#### SOURCE PASSAGE:
>> Start

# My First Batch, Touchpads



## cvillan (Jun 3, 2012)

So, I've been lurking on the forum for quite a few months, learning as much as I can. I've read and reread Hoke and have finally started on my first batch. I get a pretty steady supply of computers from my job and have been cherry picking the parts I think would be the easiest and most fun to work with.

I decided to start with a small batch of touchpads because A: I don't want to mess up a large batch and B: there's gold everywhere! TI started with 17 touchpads with the tops pealed off weighing in at 172 grams. After a soak in in goofoff and stripping the components off the back they totaled 111 grams. Then after a quick re-watch of lazersteve's video of solder mask removal and suiting up in safety gear I stripped off the solder mask. Weight now at 109 grams.

I was getting ready to soak them to remove the last of the solder but ripped a glove after the solder mask removal so that'll be on hold till tomorrow. After this batch is done I'll be getting started on LCD boards.

Thanks to everyone! Without the knowledge I've gotten on this board I would never have been able to do this. If you have any pointers or tips, let me know!

Heres how they look now.


----------



## Smack (Jun 3, 2012)

Seems like you've got it covered pretty good so far. You going to let us know what you get in foils? I've never done any touch pads before, they've always went in the gaylord box.


----------



## cvillan (Jun 3, 2012)

Will do. I made time tomorrow to pick up gloves and hopefully I can find a scale that does better than whole grams.

>> End

#### AVAILABLE DATA:
>> Start

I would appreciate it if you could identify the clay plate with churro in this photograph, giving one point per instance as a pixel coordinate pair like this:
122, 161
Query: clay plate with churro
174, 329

>> End

#### WORK TO COMPLETE:
1. Repeat the touchpad forum thread from "# My First Batch, Touchpads" up to and including "at 109 grams.".
2. In the touchpad forum thread, what did the touchpads weigh after the solder mask was stripped off?
3. Go on with the touchpad forum thread from where it stops.
The data above come from a separate source.

#### ANSWERS TO EACH TASK:
1.
# My First Batch, Touchpads



## cvillan (Jun 3, 2012)

So, I've been lurking on the forum for quite a few months, learning as much as I can. I've read and reread Hoke and have finally started on my first batch. I get a pretty steady supply of computers from my job and have been cherry picking the parts I think would be the easiest and most fun to work with.

I decided to start with a small batch of touchpads because A: I don't want to mess up a large batch and B: there's gold everywhere! TI started with 17 touchpads with the tops pealed off weighing in at 172 grams. After a soak in in goofoff and stripping the components off the back they totaled 111 grams. Then after a quick re-watch of lazersteve's video of solder mask removal and suiting up in safety gear I stripped off the solder mask. Weight now at 109 grams.

2. 109 grams.

3.
----------



## gold4mike (Jun 4, 2012)

I bought one of fleabay a week or two ago that weighs in grams to two decimal places. It was about $17.00 delivered.


----------



## Marcel (Jun 4, 2012)

I did some touchpads a while ago, just like you did. Some have a very thin gold layer, but some others had layers thick just like the memory goldfingers, so yield was good after all.
I think those from elder notebooks are the ones that have the thicker plated gold on them.


----------



## cvillan (Jun 4, 2012)

I should be out of work here in an hour or so. Picked up some SMB at the homebrew store at lunch and stopping on the way home for new gloves. The fun continues tonight!

gold4mike: Good idea, just ordered one that should arive Thursday. Saved me a trip to the head shop and I try to avoid that part of town.

Marcel: Most of these came out of Pentium 2-4s but the one in the top left of the picture came from an old 486. It stood out because it has a solid sheet unlike the others and the solder mask on it was a nightmare to get off. Also, it has a deffinate matte finish to it unlike the rest. My problem is I'm partialy color blind and have a bit more trouble telling gold from copper than most. Hopefully it has some nice thick plating on it. I also got a rather interesting processor board out of that laptop I need to get a few pictures of.


----------



## cvillan (Jun 5, 2012)

Got home a little early last night and started soaking the touchpads to remove the solder. All the solder was removed in just a few hours so I started in the AP Solution. This morning the color I can only describe as a half full bottle mellow yellow someone had been using as an ashtray for a few months. But there was gold floating on top! A little swish brought many more off the touchpads to the top. To bad I was running late and didnt have time to inspect it more. Tonight hopefully I'll have time for pictures.


----------



## Lobby (Jun 5, 2012)

I like the way you're being methodical and analytical about this experiment.


----------



## cvillan (Jun 6, 2012)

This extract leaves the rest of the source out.